- Problem requirements -
For the data below, give the number of lines in which "glass" occurs. Include nothing besides that number.

--- START ---

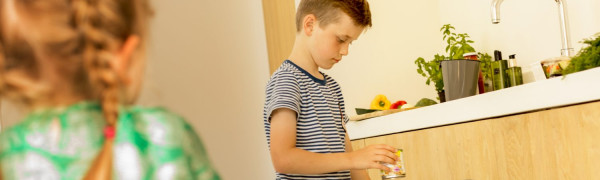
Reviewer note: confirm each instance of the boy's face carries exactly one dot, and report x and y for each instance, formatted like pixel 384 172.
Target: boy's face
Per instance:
pixel 330 43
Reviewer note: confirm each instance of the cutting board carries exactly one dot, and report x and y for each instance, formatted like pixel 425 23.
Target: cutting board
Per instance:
pixel 377 114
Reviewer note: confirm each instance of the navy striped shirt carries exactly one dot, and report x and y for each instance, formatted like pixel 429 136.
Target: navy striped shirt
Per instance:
pixel 320 108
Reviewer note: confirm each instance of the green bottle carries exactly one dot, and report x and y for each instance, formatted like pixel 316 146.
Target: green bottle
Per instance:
pixel 515 76
pixel 499 77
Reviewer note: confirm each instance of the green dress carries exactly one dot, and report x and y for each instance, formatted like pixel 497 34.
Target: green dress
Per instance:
pixel 150 143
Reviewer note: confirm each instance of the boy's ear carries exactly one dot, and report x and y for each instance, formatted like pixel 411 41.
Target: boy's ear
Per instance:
pixel 308 24
pixel 121 63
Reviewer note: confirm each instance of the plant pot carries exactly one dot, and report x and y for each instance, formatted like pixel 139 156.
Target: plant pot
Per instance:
pixel 442 96
pixel 460 78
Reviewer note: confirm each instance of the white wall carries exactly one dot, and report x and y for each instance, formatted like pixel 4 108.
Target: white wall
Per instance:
pixel 528 28
pixel 208 62
pixel 381 61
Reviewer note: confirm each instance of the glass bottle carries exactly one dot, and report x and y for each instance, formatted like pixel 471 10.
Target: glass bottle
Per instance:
pixel 499 66
pixel 515 75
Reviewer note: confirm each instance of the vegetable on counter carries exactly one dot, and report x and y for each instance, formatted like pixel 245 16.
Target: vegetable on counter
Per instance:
pixel 425 102
pixel 397 104
pixel 380 103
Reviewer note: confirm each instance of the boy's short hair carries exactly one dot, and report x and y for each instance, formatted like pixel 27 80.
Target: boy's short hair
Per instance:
pixel 326 11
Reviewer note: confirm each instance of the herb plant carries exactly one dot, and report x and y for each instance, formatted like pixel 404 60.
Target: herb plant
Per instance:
pixel 456 46
pixel 587 58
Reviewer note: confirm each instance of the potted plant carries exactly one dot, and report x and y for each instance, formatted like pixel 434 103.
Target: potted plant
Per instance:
pixel 587 58
pixel 457 44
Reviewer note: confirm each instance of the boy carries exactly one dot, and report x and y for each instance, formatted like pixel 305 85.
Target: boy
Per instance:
pixel 304 112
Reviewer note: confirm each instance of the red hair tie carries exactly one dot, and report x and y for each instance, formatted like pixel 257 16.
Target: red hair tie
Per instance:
pixel 109 132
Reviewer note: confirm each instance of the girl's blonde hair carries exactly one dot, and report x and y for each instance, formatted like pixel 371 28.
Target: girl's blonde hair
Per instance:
pixel 78 40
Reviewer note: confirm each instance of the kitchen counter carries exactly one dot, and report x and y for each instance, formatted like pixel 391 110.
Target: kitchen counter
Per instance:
pixel 575 88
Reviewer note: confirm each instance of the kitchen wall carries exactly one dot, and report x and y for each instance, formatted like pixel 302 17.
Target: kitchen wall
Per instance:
pixel 381 61
pixel 528 28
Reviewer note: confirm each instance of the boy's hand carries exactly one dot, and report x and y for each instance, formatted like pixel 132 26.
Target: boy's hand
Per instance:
pixel 371 156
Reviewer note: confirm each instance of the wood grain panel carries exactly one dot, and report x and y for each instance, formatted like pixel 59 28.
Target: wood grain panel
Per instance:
pixel 280 29
pixel 561 143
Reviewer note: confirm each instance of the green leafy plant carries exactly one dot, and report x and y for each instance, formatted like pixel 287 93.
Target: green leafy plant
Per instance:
pixel 457 44
pixel 587 58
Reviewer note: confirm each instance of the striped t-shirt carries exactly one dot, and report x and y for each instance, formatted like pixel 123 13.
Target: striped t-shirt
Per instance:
pixel 320 108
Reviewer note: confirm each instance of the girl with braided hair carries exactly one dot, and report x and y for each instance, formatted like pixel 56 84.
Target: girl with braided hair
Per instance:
pixel 76 66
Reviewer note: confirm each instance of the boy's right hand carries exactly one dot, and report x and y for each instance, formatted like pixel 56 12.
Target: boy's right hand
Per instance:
pixel 371 156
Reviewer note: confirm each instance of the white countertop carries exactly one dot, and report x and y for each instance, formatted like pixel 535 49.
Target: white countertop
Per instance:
pixel 575 88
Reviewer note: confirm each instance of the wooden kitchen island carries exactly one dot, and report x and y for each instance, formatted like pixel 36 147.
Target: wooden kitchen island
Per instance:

--- END ---

- Solution to this problem -
2